#### [RECORD EXTRACTS]
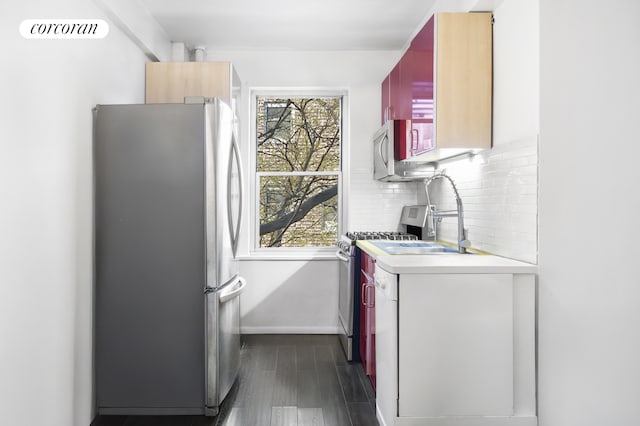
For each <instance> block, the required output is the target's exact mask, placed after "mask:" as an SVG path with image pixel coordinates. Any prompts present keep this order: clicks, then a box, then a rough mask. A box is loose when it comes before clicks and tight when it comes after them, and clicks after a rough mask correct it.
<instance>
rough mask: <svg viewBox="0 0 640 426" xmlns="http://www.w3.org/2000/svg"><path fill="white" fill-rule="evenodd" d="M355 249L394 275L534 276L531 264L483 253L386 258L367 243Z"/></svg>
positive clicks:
--
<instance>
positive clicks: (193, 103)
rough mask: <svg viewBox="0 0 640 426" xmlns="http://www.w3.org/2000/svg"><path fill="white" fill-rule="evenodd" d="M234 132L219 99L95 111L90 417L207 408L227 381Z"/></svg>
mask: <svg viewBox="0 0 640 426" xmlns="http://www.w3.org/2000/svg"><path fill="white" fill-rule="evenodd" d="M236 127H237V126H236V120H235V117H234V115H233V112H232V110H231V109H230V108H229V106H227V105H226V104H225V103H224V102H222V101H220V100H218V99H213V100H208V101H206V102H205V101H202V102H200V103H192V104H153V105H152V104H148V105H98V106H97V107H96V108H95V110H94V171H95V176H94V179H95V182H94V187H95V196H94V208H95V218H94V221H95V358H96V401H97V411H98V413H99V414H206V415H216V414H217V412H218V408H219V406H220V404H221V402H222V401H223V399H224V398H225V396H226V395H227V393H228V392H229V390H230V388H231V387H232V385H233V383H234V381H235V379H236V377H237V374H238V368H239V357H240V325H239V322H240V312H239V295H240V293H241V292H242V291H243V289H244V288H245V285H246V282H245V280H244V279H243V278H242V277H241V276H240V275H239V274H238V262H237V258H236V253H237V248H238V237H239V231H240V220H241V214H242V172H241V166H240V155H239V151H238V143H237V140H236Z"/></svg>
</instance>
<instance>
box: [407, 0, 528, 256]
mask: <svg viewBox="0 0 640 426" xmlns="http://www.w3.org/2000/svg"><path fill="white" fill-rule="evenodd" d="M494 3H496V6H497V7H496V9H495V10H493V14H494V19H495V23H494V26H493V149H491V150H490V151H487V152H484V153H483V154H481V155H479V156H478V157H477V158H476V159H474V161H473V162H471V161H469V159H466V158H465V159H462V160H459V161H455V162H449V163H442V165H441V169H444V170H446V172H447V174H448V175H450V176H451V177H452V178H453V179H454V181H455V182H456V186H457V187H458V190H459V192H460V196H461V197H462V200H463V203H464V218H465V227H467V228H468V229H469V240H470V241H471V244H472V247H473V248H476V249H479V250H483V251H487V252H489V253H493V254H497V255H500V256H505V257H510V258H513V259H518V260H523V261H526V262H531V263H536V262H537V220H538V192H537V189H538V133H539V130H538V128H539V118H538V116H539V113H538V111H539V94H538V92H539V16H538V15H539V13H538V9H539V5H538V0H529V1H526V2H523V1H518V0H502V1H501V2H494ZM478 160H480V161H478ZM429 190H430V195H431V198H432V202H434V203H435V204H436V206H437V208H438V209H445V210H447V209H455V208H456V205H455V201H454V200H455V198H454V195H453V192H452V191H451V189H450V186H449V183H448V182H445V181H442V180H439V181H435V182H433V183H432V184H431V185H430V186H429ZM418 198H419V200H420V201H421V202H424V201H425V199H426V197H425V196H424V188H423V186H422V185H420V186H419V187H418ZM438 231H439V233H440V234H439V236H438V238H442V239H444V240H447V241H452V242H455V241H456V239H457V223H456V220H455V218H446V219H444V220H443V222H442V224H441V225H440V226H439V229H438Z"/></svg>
* * *
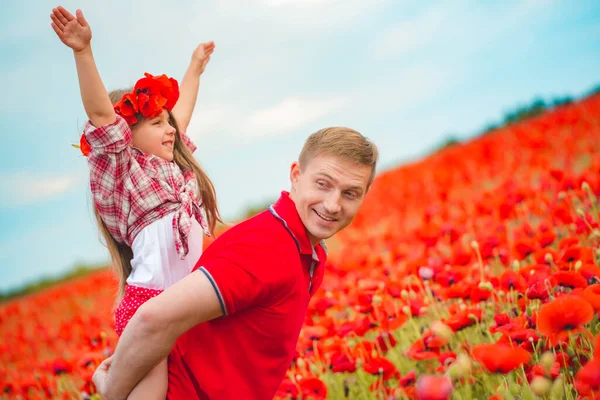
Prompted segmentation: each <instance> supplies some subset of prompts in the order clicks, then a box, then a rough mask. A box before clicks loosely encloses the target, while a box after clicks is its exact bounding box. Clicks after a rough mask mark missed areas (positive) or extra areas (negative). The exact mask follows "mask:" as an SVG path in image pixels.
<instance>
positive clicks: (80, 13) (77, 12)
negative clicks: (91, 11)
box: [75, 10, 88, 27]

#### [TASK OBJECTIVE]
Locate each line in the rows above that contains the word "order", and copy every such line.

#### [RESULT OF THE TASK]
For each <instance> block, the required output is the target's exact mask, placed after "mask:" as an SVG path with image pixel coordinates. Any prompts present keep this order: clicks, then a box, then a rough mask. A box is loose when it comes before clicks and tight when it comes after them, and clicks after a rough mask correct it.
Prompted segmentation: each <instance> supplies some subset of prompts in the order clicks, then a box, then a rough mask. A box before clicks loosely encloses the target, while a box after clicks is its exact bounding box. Clicks after a rough mask mark missed areas (positive) or extra areas (negative). The exact mask follows "mask:" as an SVG path in image pixels.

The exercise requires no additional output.